# Recorded data
☆ ☆ ☆ ☆ ☆

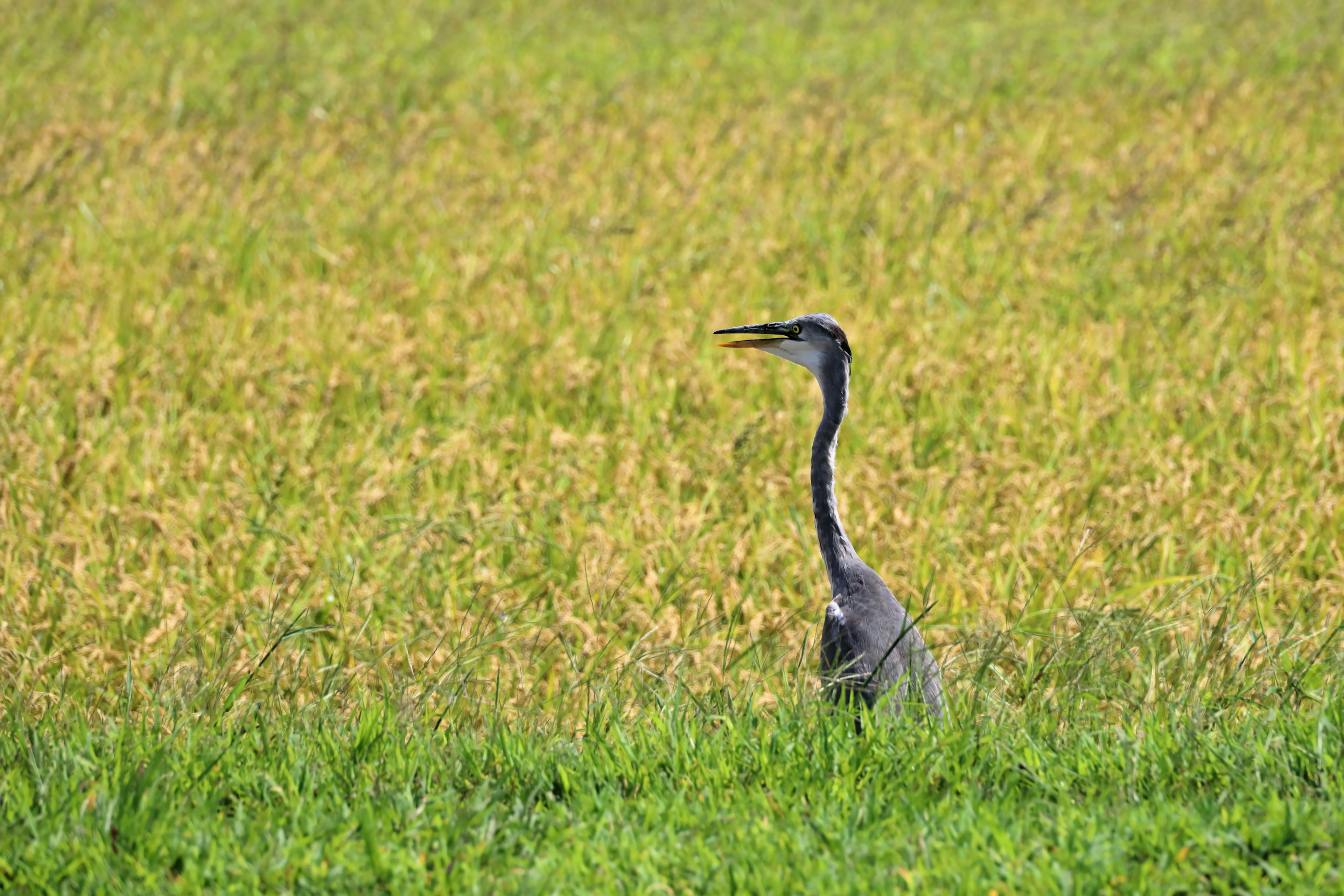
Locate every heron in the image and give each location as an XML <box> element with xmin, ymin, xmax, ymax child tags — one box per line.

☆ ☆ ☆ ☆ ☆

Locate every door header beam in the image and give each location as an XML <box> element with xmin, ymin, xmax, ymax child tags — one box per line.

☆ ☆ ☆ ☆ ☆

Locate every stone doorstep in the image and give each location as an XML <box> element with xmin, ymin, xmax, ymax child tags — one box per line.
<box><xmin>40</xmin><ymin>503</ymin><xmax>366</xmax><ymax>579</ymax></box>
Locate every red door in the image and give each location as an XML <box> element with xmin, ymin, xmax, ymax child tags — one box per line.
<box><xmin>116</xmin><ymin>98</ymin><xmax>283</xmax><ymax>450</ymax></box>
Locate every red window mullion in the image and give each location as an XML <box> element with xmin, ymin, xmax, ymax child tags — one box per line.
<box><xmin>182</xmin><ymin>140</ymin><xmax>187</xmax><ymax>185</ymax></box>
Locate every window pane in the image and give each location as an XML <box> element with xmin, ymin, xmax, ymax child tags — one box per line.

☆ ☆ ☆ ☆ ☆

# Written instruction
Rewrite every line of the records from the one containing "Locate every red window" through the one containing "Locate every window", inclusive, adding 125 to each box coordinate in the answers and leaving all other text unchanged.

# Solved exercise
Locate every red window mullion in the image and give each location as an XML <box> element with xmin, ymin, xmax, ymax child tags — one box per line.
<box><xmin>307</xmin><ymin>265</ymin><xmax>312</xmax><ymax>310</ymax></box>
Locate every window pane in the image and give each location as an XML <box> element with xmin, ymin, xmax, ymax child tags — one box per line.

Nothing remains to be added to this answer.